WHAT IS NEEDED — Could you rewrite the records from the line with "red santa suit" up to and including the line with "<point>415,187</point>", keeping every line, request lines too, but shifting each coordinate in the answer points up by 136? Reproduce only those lines.

SUPPLIED MATERIAL —

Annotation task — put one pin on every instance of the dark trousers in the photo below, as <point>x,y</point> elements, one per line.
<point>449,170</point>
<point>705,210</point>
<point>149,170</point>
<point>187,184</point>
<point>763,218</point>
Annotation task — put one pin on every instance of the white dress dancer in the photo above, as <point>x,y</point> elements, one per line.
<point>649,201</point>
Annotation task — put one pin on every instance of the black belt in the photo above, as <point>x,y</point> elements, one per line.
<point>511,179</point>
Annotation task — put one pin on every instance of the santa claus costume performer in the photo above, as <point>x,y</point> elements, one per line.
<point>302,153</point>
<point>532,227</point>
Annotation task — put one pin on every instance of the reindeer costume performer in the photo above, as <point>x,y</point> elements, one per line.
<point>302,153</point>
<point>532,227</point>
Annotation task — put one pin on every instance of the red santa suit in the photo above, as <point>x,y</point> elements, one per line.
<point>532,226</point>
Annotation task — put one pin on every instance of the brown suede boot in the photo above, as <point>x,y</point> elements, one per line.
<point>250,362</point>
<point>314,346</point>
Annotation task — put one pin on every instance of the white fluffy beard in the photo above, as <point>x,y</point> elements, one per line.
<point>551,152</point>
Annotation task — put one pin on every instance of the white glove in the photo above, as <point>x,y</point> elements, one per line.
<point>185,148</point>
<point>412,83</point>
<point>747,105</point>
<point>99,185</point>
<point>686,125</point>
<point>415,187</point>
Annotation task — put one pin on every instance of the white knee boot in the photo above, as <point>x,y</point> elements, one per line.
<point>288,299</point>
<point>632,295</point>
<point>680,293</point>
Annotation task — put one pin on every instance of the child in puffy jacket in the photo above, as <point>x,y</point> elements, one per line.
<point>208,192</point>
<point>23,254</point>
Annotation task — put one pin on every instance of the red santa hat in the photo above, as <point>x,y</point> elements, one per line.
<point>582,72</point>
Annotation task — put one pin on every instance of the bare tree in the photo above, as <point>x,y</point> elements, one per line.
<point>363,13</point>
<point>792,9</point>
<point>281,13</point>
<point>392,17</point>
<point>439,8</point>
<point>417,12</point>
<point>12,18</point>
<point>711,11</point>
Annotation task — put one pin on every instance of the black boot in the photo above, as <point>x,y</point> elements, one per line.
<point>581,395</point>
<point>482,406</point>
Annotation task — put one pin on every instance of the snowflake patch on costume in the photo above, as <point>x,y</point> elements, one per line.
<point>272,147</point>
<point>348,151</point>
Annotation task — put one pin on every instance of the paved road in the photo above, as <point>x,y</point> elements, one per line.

EXERCISE OUTPUT —
Annotation task — put one pin on every instance of the red santa suit in the photo above, as <point>x,y</point> elements, one per line.
<point>668,362</point>
Annotation task — put one pin on every instance of the brown suede boot in the photo above, as <point>x,y</point> elements, one per line.
<point>386,498</point>
<point>450,482</point>
Annotation task — put one pin on every instance of the white fluffy beard in the photo above, as <point>x,y</point> elements, one per line.
<point>687,288</point>
Annotation task — put one pin on every instance of the white glove in the photo above, as <point>x,y</point> elements, one per line.
<point>321,284</point>
<point>548,219</point>
<point>883,241</point>
<point>235,321</point>
<point>822,261</point>
<point>551,323</point>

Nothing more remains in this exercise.